▶ Input material
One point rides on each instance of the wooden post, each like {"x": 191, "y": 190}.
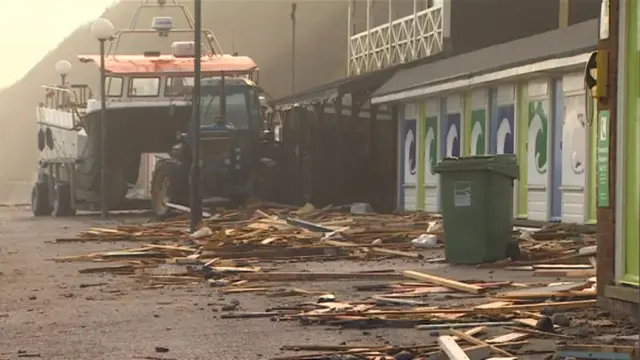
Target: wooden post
{"x": 606, "y": 216}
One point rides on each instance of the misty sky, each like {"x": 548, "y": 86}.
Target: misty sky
{"x": 25, "y": 40}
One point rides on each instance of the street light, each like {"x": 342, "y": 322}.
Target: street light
{"x": 63, "y": 68}
{"x": 102, "y": 29}
{"x": 195, "y": 198}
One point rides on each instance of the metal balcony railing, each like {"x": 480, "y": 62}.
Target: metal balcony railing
{"x": 409, "y": 38}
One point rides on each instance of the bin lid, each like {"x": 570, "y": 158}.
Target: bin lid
{"x": 504, "y": 164}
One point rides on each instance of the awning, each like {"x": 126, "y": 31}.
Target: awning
{"x": 567, "y": 47}
{"x": 368, "y": 82}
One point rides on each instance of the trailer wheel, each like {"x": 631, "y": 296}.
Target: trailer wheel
{"x": 166, "y": 187}
{"x": 40, "y": 199}
{"x": 62, "y": 200}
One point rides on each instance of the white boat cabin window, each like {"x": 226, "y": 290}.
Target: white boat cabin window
{"x": 178, "y": 86}
{"x": 114, "y": 86}
{"x": 240, "y": 105}
{"x": 144, "y": 87}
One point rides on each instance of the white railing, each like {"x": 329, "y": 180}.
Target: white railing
{"x": 406, "y": 39}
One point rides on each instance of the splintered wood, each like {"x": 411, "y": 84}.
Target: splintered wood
{"x": 229, "y": 244}
{"x": 242, "y": 252}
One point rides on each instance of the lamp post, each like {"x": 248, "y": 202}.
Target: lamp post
{"x": 195, "y": 201}
{"x": 63, "y": 68}
{"x": 102, "y": 29}
{"x": 292, "y": 15}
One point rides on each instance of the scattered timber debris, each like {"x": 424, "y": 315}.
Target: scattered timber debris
{"x": 243, "y": 251}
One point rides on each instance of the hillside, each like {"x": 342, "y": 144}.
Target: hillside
{"x": 260, "y": 29}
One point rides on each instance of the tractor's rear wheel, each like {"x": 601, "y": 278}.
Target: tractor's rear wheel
{"x": 40, "y": 199}
{"x": 166, "y": 187}
{"x": 62, "y": 200}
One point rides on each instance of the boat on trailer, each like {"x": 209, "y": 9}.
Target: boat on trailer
{"x": 148, "y": 104}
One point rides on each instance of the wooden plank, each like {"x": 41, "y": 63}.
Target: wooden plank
{"x": 494, "y": 305}
{"x": 473, "y": 331}
{"x": 474, "y": 289}
{"x": 565, "y": 273}
{"x": 562, "y": 266}
{"x": 472, "y": 340}
{"x": 514, "y": 336}
{"x": 451, "y": 348}
{"x": 310, "y": 276}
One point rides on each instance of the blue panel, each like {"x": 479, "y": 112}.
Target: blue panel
{"x": 556, "y": 150}
{"x": 505, "y": 129}
{"x": 443, "y": 128}
{"x": 453, "y": 135}
{"x": 493, "y": 120}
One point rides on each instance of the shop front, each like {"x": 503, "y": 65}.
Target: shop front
{"x": 627, "y": 189}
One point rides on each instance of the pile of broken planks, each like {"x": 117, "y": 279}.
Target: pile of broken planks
{"x": 236, "y": 242}
{"x": 241, "y": 251}
{"x": 555, "y": 250}
{"x": 512, "y": 316}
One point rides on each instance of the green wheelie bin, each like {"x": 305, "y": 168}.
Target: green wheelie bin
{"x": 477, "y": 207}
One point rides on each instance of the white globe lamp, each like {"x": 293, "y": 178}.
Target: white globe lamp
{"x": 63, "y": 67}
{"x": 102, "y": 29}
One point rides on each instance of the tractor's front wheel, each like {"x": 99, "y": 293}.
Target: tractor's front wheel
{"x": 40, "y": 199}
{"x": 166, "y": 187}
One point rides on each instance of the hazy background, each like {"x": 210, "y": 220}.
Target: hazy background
{"x": 45, "y": 31}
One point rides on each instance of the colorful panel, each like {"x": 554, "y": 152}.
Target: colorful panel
{"x": 631, "y": 168}
{"x": 453, "y": 134}
{"x": 431, "y": 149}
{"x": 538, "y": 140}
{"x": 505, "y": 139}
{"x": 478, "y": 136}
{"x": 409, "y": 153}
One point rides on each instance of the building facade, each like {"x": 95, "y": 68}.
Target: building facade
{"x": 525, "y": 97}
{"x": 619, "y": 176}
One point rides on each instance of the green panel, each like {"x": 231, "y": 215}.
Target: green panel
{"x": 420, "y": 168}
{"x": 477, "y": 132}
{"x": 466, "y": 125}
{"x": 522, "y": 128}
{"x": 591, "y": 170}
{"x": 431, "y": 137}
{"x": 602, "y": 160}
{"x": 630, "y": 197}
{"x": 538, "y": 111}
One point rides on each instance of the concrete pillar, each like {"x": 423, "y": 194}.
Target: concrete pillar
{"x": 563, "y": 13}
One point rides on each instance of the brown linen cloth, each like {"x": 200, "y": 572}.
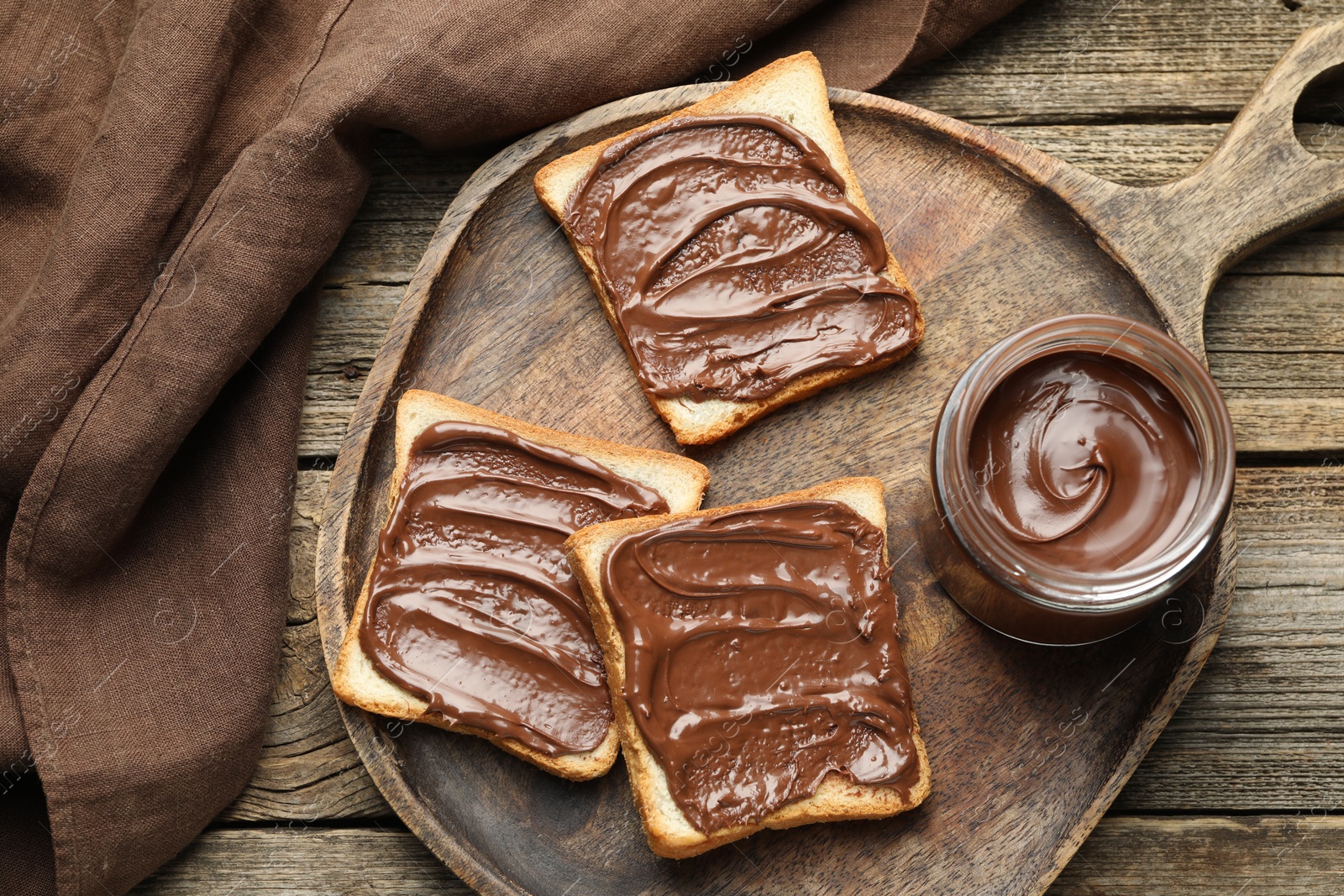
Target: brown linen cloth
{"x": 172, "y": 174}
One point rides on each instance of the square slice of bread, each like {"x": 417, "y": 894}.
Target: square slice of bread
{"x": 667, "y": 828}
{"x": 795, "y": 90}
{"x": 680, "y": 483}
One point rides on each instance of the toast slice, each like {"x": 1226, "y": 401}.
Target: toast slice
{"x": 355, "y": 680}
{"x": 669, "y": 829}
{"x": 792, "y": 89}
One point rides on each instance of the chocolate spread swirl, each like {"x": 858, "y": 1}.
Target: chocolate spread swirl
{"x": 734, "y": 259}
{"x": 761, "y": 654}
{"x": 1088, "y": 463}
{"x": 474, "y": 606}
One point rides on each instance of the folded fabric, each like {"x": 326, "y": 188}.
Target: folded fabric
{"x": 172, "y": 175}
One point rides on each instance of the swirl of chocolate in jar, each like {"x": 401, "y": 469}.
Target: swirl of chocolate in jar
{"x": 761, "y": 654}
{"x": 474, "y": 606}
{"x": 734, "y": 259}
{"x": 1086, "y": 461}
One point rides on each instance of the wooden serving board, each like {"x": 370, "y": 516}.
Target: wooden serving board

▶ Your objective
Copy the lines of the records above word for word, starting at the line with "One point rides on each instance of the toast" and continuing through the final line of the records.

▶ The solution
One point rides on each instance of the toast slice, each like {"x": 1226, "y": 401}.
Target: toast slice
{"x": 355, "y": 680}
{"x": 669, "y": 829}
{"x": 792, "y": 89}
One point rides on each instance of the chocolate spread swirl, each like {"x": 858, "y": 1}.
Target: chocolate spread swirl
{"x": 734, "y": 259}
{"x": 761, "y": 654}
{"x": 1088, "y": 463}
{"x": 474, "y": 606}
One point rides on each instance of the folded fabric, each like {"x": 326, "y": 188}.
Target: folded fabric
{"x": 172, "y": 175}
One point rides on each instance of the swirl of chocolate in jar, each like {"x": 401, "y": 469}.
Target: swirl of chocolate in jar
{"x": 761, "y": 654}
{"x": 474, "y": 606}
{"x": 734, "y": 259}
{"x": 1086, "y": 461}
One point rides on each instance of the wooden serving board, each like {"x": 370, "y": 516}.
Target: wooden serving board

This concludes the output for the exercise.